DATASET ENTRIES:
+ + + + + + +
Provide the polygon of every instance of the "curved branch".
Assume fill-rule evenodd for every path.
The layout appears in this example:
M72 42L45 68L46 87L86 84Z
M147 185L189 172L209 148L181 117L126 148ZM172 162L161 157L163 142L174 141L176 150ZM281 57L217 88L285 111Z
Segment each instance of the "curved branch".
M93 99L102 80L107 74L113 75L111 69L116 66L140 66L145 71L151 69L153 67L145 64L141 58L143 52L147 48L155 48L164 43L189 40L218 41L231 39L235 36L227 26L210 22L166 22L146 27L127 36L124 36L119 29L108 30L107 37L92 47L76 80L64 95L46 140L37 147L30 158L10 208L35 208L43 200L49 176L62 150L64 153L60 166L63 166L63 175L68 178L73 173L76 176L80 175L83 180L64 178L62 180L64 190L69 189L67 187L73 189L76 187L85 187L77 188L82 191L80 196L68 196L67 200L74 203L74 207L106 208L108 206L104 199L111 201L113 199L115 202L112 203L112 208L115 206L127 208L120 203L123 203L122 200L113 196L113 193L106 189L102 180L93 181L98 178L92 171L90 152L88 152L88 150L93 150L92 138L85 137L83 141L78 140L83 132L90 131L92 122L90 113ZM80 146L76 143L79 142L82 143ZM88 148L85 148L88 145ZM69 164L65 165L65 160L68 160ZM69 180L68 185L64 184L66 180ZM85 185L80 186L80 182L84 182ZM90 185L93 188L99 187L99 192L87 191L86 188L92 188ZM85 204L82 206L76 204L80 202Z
+ + + + + + +
WHAT YOU ARE ASKED TO DO:
Collect each line of the records above that contains the word "branch". Case counts.

TASK RESPONSE:
Provide the polygon of every instance of the "curved branch".
Segment each instance of the "curved branch".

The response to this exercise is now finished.